■ **EXERCISE BRIEF**
Filter the lines below, keeping only those that contain the word "shirt", and copy each kept line in full. Case counts, so a line counts only if the capitalization matches.

################

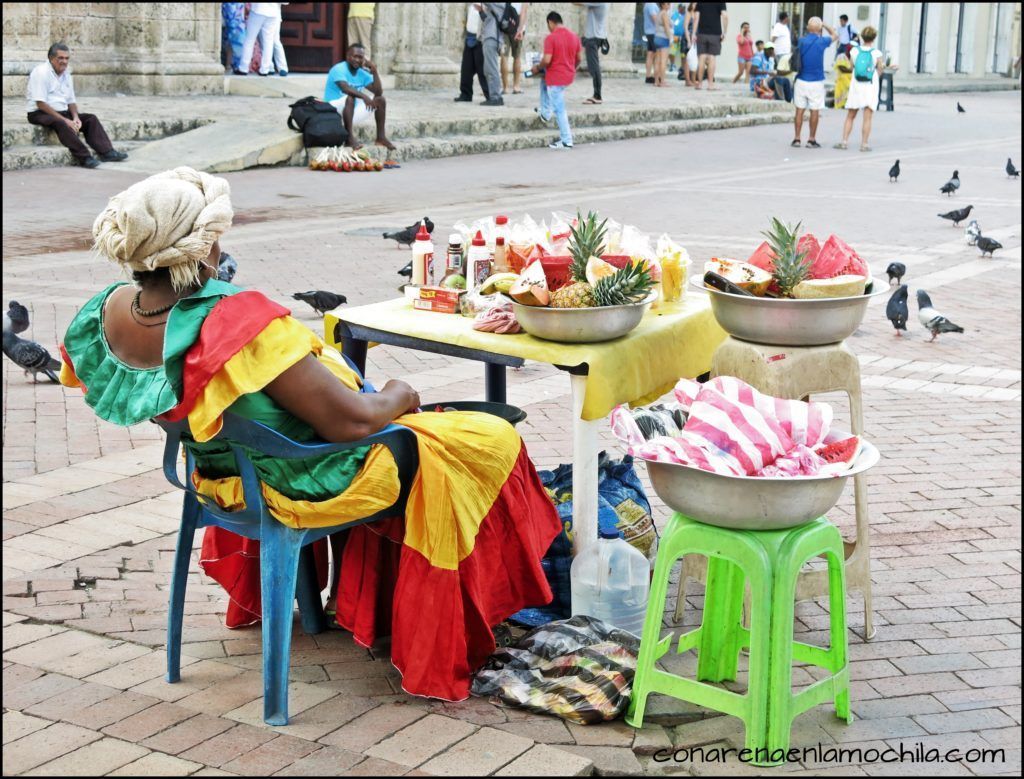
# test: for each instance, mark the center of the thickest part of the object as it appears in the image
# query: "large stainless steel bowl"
(781, 321)
(581, 326)
(754, 503)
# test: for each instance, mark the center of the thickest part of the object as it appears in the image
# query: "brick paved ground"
(88, 521)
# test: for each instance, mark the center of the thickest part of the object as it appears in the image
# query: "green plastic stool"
(770, 561)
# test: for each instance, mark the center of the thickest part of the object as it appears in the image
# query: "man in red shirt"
(561, 57)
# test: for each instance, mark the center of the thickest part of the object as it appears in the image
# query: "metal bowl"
(581, 326)
(781, 321)
(754, 503)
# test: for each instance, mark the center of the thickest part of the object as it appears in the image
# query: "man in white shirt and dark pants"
(51, 102)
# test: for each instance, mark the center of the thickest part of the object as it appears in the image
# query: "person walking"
(650, 11)
(562, 54)
(712, 24)
(472, 57)
(809, 89)
(51, 102)
(595, 36)
(491, 14)
(360, 25)
(863, 94)
(744, 47)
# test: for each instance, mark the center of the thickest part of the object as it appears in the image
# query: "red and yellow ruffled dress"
(477, 522)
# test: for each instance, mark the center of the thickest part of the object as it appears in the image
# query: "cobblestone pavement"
(89, 523)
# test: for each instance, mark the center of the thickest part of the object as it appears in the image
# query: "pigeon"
(951, 185)
(896, 309)
(932, 319)
(956, 216)
(407, 235)
(227, 267)
(321, 301)
(987, 246)
(30, 356)
(896, 270)
(16, 317)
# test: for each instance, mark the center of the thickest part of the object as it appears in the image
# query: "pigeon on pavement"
(951, 185)
(987, 246)
(973, 232)
(896, 270)
(30, 356)
(227, 267)
(956, 216)
(896, 309)
(932, 319)
(407, 235)
(321, 301)
(16, 317)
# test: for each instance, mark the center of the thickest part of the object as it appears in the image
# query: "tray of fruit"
(792, 291)
(595, 301)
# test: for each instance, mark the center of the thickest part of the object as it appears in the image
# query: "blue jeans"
(553, 101)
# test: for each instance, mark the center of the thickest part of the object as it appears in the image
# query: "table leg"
(495, 382)
(584, 470)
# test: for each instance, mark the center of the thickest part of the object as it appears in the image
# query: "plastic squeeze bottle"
(423, 257)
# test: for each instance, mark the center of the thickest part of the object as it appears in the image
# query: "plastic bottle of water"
(610, 580)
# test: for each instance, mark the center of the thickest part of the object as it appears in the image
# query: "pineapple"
(791, 265)
(631, 285)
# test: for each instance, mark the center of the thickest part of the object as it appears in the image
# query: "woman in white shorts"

################

■ **REPLY TO THE TASK**
# query: "man in red shirt"
# query: "man in white shirt and dark pants"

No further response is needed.